■ DIRECTIONS FOR THIS TASK
Nothing but the lines from the one with "Where can the dark sleeve" to the final line should be returned, each exactly as it appears.

■ RAW RECORDS
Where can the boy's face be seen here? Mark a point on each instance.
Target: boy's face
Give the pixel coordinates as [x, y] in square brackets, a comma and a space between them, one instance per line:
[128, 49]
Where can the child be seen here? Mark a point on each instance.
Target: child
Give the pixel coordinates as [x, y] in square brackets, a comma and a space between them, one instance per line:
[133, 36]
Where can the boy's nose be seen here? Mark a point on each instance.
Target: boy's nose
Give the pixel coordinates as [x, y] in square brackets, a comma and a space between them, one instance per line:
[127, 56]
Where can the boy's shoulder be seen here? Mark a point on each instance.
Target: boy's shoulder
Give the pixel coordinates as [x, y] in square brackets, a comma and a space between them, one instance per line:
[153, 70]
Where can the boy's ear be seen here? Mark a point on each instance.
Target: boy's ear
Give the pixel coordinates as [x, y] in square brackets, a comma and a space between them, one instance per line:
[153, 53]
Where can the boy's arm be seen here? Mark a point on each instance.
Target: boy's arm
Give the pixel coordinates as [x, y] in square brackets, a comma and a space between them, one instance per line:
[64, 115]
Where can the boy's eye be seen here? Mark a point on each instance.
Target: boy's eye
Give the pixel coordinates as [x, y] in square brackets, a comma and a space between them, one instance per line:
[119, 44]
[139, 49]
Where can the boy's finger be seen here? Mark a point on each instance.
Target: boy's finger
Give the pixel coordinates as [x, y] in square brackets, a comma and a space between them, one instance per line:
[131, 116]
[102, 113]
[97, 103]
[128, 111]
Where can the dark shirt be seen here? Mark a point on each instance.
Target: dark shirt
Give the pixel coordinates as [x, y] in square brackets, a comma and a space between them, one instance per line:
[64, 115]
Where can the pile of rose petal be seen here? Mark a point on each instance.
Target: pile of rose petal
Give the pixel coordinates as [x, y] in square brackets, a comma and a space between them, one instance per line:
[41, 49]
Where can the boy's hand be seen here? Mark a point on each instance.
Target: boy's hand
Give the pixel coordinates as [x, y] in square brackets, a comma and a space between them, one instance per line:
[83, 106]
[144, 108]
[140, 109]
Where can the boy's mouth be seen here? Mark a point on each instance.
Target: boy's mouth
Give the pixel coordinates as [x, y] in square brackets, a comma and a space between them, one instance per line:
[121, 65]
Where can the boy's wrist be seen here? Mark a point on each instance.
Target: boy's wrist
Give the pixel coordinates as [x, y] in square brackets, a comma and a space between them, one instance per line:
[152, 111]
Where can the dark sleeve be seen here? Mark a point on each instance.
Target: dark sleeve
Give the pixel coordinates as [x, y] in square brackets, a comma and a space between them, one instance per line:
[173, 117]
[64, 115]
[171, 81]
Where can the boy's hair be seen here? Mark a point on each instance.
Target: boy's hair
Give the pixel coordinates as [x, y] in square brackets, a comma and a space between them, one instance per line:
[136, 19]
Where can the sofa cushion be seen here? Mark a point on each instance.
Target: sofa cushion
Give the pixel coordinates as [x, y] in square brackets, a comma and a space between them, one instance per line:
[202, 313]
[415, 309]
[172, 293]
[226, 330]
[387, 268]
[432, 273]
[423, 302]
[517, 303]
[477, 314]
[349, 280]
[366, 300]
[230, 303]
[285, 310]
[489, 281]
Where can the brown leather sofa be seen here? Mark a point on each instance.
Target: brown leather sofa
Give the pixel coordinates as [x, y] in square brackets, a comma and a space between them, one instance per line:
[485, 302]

■ SOLUTION BELOW
Where can the dark sleeve be seen here? Mark a point on each instance.
Target: dark sleeve
Give the pixel coordinates as [x, y] in square brackets, a comma and a space between them, one instance per line:
[173, 117]
[64, 115]
[171, 81]
Where can the boy's hair be seen here? Mark a point on each instance.
Target: boy's hair
Give the pixel coordinates as [x, y] in square brackets, a comma and a space between them, one instance per line:
[136, 19]
Where can the sofa cushion be seen here? Mark a point on each instance.
Target: sofa cushion
Give the pixel coordinates as [x, y] in square brackets, a comma and a space between them, one instance per line:
[202, 313]
[415, 309]
[172, 293]
[226, 330]
[387, 268]
[432, 273]
[423, 302]
[517, 303]
[477, 314]
[349, 280]
[366, 300]
[230, 303]
[285, 310]
[489, 281]
Where can the brown leather sofa be seen here? Mark a point on each instance.
Target: brown leather sofa
Give the pixel coordinates as [x, y] in square brackets, a comma and a space between them, one instance per line:
[485, 302]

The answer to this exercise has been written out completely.